Can you give back the listing below line for line with no changes, leaving out the pictures?

>> begin

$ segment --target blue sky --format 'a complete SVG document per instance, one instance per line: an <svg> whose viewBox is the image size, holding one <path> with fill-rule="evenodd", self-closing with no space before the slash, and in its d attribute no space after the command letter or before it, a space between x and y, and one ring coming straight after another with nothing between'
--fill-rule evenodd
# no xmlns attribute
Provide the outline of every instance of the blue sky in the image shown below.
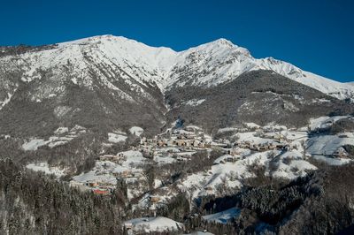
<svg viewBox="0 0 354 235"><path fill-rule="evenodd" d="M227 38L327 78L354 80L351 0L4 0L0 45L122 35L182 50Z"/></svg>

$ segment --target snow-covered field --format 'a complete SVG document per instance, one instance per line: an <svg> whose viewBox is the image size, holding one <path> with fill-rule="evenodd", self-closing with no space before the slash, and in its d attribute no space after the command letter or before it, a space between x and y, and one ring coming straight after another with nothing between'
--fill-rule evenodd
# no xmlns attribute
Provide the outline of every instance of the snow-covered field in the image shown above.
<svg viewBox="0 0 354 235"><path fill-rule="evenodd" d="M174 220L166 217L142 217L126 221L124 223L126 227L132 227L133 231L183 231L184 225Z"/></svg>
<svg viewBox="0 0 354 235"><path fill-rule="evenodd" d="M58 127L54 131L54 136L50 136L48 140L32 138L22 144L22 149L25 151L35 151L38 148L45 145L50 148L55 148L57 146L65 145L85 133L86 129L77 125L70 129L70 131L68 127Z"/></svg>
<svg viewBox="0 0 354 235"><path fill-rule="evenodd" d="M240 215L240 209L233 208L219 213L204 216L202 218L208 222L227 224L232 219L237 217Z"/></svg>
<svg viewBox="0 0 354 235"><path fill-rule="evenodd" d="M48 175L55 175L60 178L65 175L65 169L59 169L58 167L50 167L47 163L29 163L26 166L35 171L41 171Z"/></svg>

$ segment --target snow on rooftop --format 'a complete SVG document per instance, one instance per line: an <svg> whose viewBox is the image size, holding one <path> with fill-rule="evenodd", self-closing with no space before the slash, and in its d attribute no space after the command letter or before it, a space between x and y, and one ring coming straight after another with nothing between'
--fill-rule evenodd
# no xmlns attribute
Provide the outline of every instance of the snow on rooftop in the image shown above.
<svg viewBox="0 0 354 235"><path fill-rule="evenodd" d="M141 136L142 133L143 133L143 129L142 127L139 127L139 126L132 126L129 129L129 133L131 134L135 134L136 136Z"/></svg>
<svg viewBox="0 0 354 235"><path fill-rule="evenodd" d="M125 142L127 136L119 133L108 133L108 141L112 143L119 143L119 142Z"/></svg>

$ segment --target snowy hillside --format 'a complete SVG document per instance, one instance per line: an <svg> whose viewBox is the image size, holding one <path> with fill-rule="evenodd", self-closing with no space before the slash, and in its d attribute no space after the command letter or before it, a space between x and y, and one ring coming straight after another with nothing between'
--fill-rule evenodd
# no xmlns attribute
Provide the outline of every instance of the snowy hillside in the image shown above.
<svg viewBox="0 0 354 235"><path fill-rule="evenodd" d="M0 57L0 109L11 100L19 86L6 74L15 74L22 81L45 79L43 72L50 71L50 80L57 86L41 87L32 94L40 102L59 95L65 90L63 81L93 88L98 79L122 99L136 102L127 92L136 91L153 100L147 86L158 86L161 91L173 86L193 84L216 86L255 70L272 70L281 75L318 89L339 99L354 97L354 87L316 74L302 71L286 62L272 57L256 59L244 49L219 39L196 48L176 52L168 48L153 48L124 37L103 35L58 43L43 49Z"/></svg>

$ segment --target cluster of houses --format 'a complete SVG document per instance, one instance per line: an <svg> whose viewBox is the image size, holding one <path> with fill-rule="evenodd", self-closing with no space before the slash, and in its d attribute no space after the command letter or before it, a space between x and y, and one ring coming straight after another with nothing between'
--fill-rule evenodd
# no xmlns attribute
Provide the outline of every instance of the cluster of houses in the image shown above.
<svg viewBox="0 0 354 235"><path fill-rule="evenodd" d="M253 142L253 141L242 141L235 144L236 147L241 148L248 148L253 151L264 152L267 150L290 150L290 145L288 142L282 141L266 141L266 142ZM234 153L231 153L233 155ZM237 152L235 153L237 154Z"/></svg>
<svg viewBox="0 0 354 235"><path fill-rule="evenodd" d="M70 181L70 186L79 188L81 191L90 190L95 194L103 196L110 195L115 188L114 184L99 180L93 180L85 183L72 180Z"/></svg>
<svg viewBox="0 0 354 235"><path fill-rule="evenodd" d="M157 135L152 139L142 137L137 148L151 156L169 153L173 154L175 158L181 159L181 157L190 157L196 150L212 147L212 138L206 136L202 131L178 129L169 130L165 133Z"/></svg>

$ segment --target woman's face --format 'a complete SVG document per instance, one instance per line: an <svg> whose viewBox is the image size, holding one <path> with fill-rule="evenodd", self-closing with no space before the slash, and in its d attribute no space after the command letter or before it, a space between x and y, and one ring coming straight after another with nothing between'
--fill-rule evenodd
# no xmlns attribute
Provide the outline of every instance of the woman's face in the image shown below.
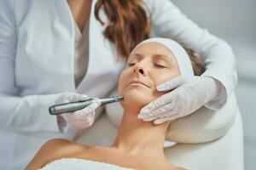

>> end

Solution to this task:
$ segment --target blue sky --format 'a complete SVG document per instance, one instance per line: an <svg> whose viewBox is the image size, holding one <path> with fill-rule="evenodd", self-closing with no space before the slash, and in its d attribute no space after the command letter or before it, a space between x and y, and one ring coming straight after another with nothing between'
--fill-rule evenodd
# no xmlns attribute
Provide the outline of every instance of the blue sky in the image shown below.
<svg viewBox="0 0 354 235"><path fill-rule="evenodd" d="M227 38L327 78L354 80L351 0L4 0L0 45L122 35L182 50Z"/></svg>

$ segment --target snow-covered field --format 'a complete SVG document per instance, one instance per line: an <svg> whose viewBox is the image size, holding one <path> with fill-rule="evenodd", self-closing with no space before the slash, and in its d attribute no space after the command letter or before it, a space between x and y, and one ring coming straight after another with nothing between'
--fill-rule evenodd
# no xmlns attribute
Provide the outline of every instance of the snow-covered field in the image shown above.
<svg viewBox="0 0 354 235"><path fill-rule="evenodd" d="M174 220L166 217L142 217L126 221L124 223L126 227L132 227L133 231L183 231L184 225Z"/></svg>
<svg viewBox="0 0 354 235"><path fill-rule="evenodd" d="M58 127L54 131L54 136L50 136L48 140L32 138L22 144L22 149L25 151L35 151L38 148L45 145L50 148L55 148L57 146L65 145L85 133L86 129L77 125L70 129L70 131L68 127Z"/></svg>
<svg viewBox="0 0 354 235"><path fill-rule="evenodd" d="M240 215L240 209L233 208L219 213L204 216L202 218L208 222L227 224L232 219L237 217Z"/></svg>
<svg viewBox="0 0 354 235"><path fill-rule="evenodd" d="M48 175L55 175L60 178L65 175L65 169L59 169L58 167L50 167L47 163L29 163L26 166L35 171L41 171Z"/></svg>

$ segment --target snow on rooftop --format 'a complete SVG document per instance, one instance per line: an <svg> whose viewBox is the image size, holding one <path> with fill-rule="evenodd", self-closing with no space before the slash, and in its d attribute no space after the command letter or before it, a space between x and y, and one ring coming straight after another with nothing between'
--fill-rule evenodd
# no xmlns attribute
Provide the outline of every instance of the snow on rooftop in the image shown above.
<svg viewBox="0 0 354 235"><path fill-rule="evenodd" d="M141 136L142 133L143 133L143 129L142 127L139 127L139 126L132 126L129 129L129 133L131 134L135 134L136 136Z"/></svg>
<svg viewBox="0 0 354 235"><path fill-rule="evenodd" d="M125 142L127 136L119 133L108 133L108 141L112 143L119 143L119 142Z"/></svg>

$ segment --target snowy hillside --format 'a complete SVG document per instance, one instance per line: an <svg> whose viewBox is the image size, holding one <path> with fill-rule="evenodd", self-closing with no space before the slash, and in its d attribute no space after the command letter or before it, a space between x and y, and one ring coming straight after another with nothing between'
--fill-rule evenodd
# no xmlns attribute
Provide the outline of every instance of the snowy hillside in the image shown above.
<svg viewBox="0 0 354 235"><path fill-rule="evenodd" d="M0 57L0 109L11 100L19 86L6 74L15 74L22 81L45 79L43 72L50 71L50 80L57 86L41 87L32 94L40 102L59 95L65 90L63 81L93 88L98 79L122 99L136 102L127 92L136 91L153 100L147 86L158 86L161 91L173 86L193 84L216 86L255 70L272 70L281 75L318 89L339 99L354 97L354 87L316 74L302 71L286 62L272 57L256 59L244 49L219 39L196 48L176 52L168 48L153 48L124 37L103 35L58 43L43 49Z"/></svg>

$ segment --target cluster of houses --format 'a complete SVG document per instance, one instance per line: an <svg> whose viewBox is the image size, holding one <path> with fill-rule="evenodd", self-closing with no space before the slash, and in its d attribute no space after the command letter or before it, a space between x and y, and one ring coming straight after another with nothing between'
--fill-rule evenodd
# no xmlns attribute
Provide the outline of every instance of the cluster of houses in the image shown above.
<svg viewBox="0 0 354 235"><path fill-rule="evenodd" d="M253 142L253 141L242 141L235 144L236 147L241 148L248 148L253 151L264 152L267 150L290 150L290 145L288 142L282 141L266 141L266 142ZM234 153L231 153L233 155ZM237 152L235 153L237 154Z"/></svg>
<svg viewBox="0 0 354 235"><path fill-rule="evenodd" d="M70 181L70 186L79 188L81 191L90 190L95 194L103 196L110 195L115 188L114 184L99 180L93 180L85 183L72 180Z"/></svg>
<svg viewBox="0 0 354 235"><path fill-rule="evenodd" d="M157 135L152 139L142 137L137 148L151 156L169 153L173 154L175 158L181 159L181 157L190 157L196 150L212 147L212 138L206 136L202 131L178 129L169 130L165 133Z"/></svg>

$ segment --target woman's face --format 'a complete SVG document per instance, one instance per line: an <svg> whose viewBox is the image size, holding one <path> with fill-rule="evenodd", self-closing with no space before the slash, and in its d attribute no space after the command letter or before it, a space between x and y, and one ring coming straight after another with nothing between'
--fill-rule evenodd
# no xmlns attribute
Provide the outline of every instance of the woman's face in the image shown below.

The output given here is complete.